21/09/07
E o jogo
continua... até mesmo no cinema
A relação entre cinema e futebol é
um tanto quanto interessante. Paixão entre os brasileiros,
e, porque não, entre povos de muitos outros países,
o sucesso desse esporte nos gramados ou na televisão
é indiscutível, porém, quando o assunto
é a sétima arte o número de adeptos
não é tão significativo. É válido
lembrar que um dos pontos principais, para não dizer
o ponto, para essa falta de interesse é
a dificuldade em retratar a ginga necessária para
disputar o esporte. Dessa maneira, a partida representada
se torna algo artificial, falso. Muitos são os filmes
que se arriscam, e derrapam, ao tentar retratar o futebol.
Caso de Garrincha estrela solitária, um filme
deprimente, com uma atuação risível
de André Gonçalves, em que o diretor esquece
a carreira futebolística do craque e se concentra
nas aventuras amorosas do jogador.
Diante essa dificuldade em encenar o drible, o balanço
do jogador de futebol, o cinema acaba por retratar recorrentemente
outros esportes, como no caso do futebol americano, em que
o mais necessário é uma equipe de efeitos
sonoros competente para recriar o efeito. A maioria de filmes
sobre futebol americano, assim como filme de basquete ou
baseball, são norte-americanos. Natural para os cineastas
desse país, afinal, são esportes bastante
cultuados por lá. Já o futebol é um
esporte inexpressivo, com um desconhecimento enorme, sendo
assim, além da falta de interesse, os maiores exportadores
de cinema do Mundo teriam dificuldade em encenar uma partida.

Material fornecido
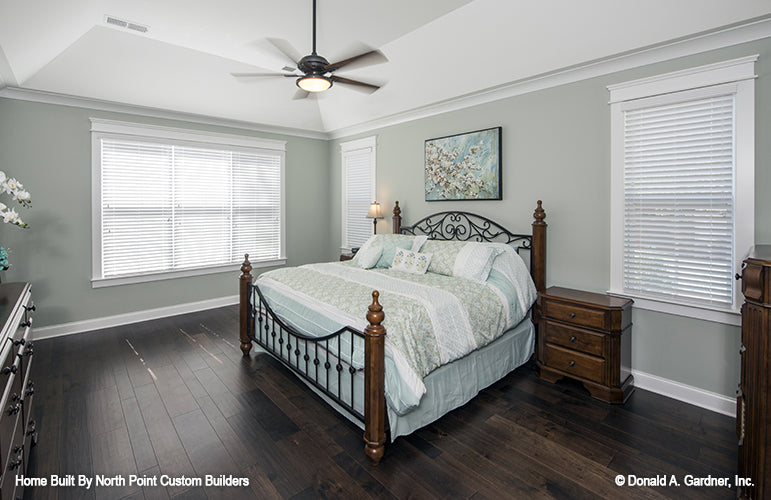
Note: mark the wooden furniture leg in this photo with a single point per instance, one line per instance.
(244, 319)
(374, 383)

Questão
Transcreva o trecho do texto sobre futebol no cinema entre "Caso de Garrincha" e "amorosas do jogador.", inclusive. Os dados não têm nenhuma relação com o texto sobre futebol no cinema.

Resposta ao exercício
Caso de Garrincha estrela solitária, um filme
deprimente, com uma atuação risível
de André Gonçalves, em que o diretor esquece
a carreira futebolística do craque e se concentra
nas aventuras amorosas do jogador.